* EXERCISE AIM
Pick every line out of the entries below that has the string "back", and copy it.

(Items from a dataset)
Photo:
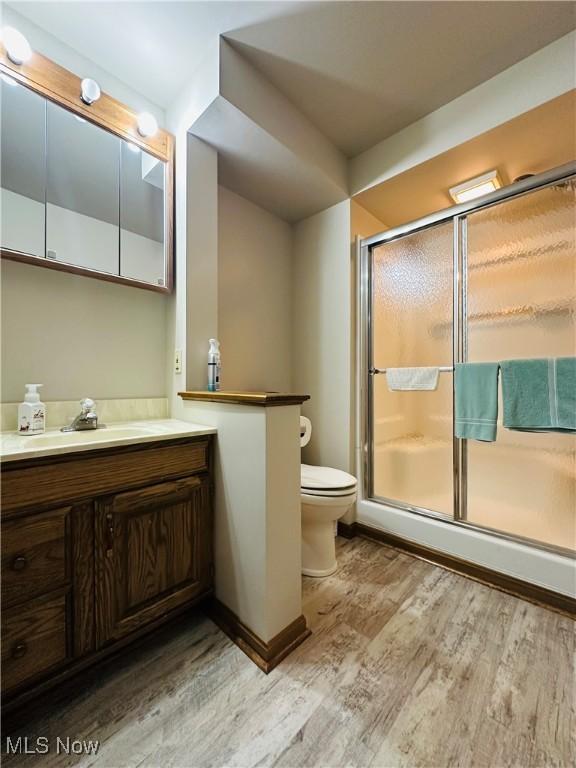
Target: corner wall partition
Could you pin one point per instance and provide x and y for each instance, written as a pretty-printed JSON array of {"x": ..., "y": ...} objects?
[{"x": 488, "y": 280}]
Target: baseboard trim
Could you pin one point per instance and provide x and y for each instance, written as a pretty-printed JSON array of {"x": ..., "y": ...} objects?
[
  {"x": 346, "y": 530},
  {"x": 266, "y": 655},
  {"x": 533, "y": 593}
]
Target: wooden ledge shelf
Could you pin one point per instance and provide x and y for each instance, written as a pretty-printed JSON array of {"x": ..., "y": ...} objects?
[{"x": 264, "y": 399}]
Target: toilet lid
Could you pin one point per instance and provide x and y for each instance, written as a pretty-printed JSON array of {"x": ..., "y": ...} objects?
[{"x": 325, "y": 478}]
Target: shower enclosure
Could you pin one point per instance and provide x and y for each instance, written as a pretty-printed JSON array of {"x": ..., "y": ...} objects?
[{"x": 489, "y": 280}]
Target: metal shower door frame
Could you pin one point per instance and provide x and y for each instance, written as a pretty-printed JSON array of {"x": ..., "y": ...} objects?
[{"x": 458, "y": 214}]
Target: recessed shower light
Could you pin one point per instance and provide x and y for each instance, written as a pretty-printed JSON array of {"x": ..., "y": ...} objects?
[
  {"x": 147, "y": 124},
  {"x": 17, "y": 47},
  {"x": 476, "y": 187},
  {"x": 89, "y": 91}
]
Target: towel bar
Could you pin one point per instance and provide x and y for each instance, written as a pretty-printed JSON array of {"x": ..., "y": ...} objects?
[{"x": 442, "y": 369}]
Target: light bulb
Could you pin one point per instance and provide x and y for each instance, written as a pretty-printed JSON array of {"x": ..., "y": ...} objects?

* * *

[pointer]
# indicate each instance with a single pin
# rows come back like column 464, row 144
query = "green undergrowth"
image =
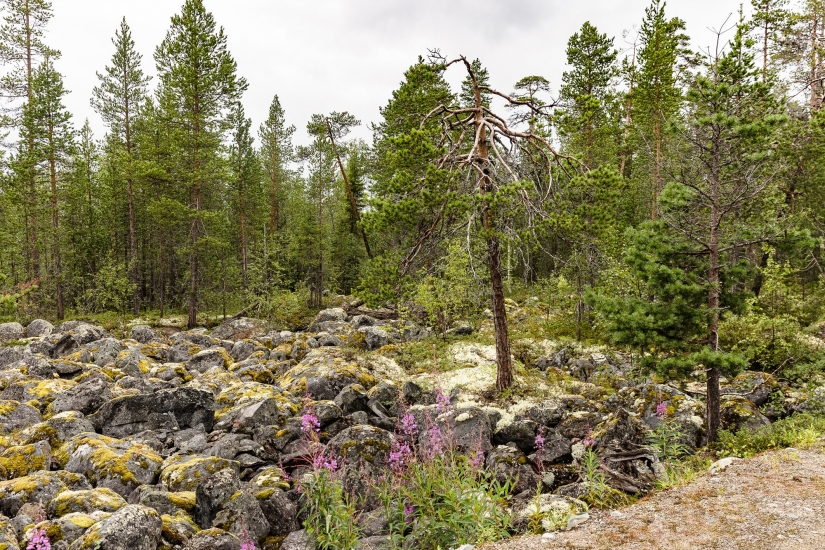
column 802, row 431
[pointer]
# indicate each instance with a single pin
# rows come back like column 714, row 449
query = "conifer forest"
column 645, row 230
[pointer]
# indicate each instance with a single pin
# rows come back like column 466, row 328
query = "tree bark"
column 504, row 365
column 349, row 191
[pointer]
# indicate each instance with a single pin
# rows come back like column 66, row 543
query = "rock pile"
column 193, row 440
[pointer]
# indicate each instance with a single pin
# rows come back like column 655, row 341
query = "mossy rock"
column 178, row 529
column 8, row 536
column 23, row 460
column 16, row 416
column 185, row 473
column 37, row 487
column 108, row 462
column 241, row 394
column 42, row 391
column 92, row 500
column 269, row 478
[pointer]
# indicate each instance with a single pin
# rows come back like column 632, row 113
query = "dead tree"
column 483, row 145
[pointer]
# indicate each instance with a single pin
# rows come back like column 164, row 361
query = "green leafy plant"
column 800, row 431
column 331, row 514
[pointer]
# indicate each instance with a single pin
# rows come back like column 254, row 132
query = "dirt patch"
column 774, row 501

...

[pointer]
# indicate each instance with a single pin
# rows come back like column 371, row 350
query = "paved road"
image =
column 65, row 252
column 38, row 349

* TASK RESULT
# rows come back like column 464, row 144
# rows come back like column 714, row 449
# rows come back like column 466, row 328
# rows come back like column 66, row 543
# rows come back like column 655, row 341
# rows come back like column 632, row 113
# rows come back like column 164, row 361
# rows come back like column 254, row 132
# rows come back like column 371, row 350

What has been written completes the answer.